[Collected data]
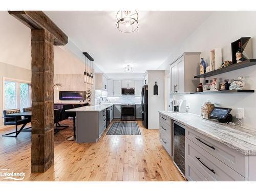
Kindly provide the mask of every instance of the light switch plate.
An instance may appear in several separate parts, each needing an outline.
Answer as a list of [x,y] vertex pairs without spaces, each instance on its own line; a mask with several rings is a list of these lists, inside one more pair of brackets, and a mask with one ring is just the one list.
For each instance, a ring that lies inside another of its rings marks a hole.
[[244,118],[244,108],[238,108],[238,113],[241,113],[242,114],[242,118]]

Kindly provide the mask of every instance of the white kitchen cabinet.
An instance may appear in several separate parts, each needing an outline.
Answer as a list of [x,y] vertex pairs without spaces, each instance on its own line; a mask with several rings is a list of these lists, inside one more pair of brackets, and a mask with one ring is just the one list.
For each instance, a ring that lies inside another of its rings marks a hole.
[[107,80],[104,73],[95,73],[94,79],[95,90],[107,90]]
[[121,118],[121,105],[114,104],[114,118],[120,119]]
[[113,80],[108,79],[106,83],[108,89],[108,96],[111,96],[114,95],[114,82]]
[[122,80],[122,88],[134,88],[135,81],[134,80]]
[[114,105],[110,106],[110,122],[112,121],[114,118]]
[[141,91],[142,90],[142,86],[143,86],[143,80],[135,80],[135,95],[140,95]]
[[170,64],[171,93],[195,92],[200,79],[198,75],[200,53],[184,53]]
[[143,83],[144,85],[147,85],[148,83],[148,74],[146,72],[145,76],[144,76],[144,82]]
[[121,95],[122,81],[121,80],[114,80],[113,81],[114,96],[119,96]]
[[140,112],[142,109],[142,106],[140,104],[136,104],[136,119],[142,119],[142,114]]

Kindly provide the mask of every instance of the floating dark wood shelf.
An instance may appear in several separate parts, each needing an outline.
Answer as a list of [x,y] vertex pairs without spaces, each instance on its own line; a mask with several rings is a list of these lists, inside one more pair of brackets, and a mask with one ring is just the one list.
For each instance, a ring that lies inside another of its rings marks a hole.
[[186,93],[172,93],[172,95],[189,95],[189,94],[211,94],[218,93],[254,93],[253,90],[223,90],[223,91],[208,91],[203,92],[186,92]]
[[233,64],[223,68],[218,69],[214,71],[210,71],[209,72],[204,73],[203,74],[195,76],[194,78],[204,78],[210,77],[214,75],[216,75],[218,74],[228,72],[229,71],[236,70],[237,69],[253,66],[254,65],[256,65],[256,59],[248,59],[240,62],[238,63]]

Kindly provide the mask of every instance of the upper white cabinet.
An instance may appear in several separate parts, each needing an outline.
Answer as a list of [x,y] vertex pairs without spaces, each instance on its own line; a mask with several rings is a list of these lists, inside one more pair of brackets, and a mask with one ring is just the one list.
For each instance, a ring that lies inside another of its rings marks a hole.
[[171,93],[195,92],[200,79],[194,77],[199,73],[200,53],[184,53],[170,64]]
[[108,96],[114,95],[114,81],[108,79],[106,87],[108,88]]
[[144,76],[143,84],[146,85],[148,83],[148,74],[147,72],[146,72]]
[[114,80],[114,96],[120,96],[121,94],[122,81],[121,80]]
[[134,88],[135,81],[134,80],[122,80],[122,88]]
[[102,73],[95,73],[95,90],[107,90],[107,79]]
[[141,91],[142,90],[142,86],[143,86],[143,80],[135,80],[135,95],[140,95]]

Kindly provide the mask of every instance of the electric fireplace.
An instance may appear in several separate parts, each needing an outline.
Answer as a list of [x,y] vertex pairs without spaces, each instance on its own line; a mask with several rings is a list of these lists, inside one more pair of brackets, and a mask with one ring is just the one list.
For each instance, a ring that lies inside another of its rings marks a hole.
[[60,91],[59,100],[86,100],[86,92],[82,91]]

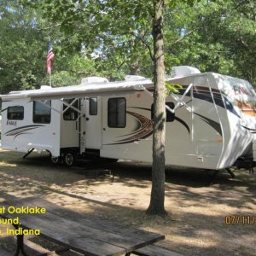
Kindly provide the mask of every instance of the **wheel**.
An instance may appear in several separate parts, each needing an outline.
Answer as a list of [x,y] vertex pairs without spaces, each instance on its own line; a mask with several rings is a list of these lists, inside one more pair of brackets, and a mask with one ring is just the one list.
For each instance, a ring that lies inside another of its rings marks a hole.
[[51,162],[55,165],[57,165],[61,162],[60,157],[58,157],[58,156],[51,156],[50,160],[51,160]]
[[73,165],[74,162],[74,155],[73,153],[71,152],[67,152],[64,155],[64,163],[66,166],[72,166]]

*WHAT IS NEEDED*
Gather each line of the records above that contains the word "provide", and copy those lines in full.

*EXERCISE RESPONSE*
Kindly provide the mask of every instance of the light switch plate.
Kindly provide the mask of every instance of the white kitchen cabinet.
Kindly provide the mask of every instance of the floating dark wood shelf.
Kindly provide the mask of every instance of the upper white cabinet.
Kindly provide the mask of every instance of the electric fireplace.
Kindly provide the mask of every instance of the **wheel**.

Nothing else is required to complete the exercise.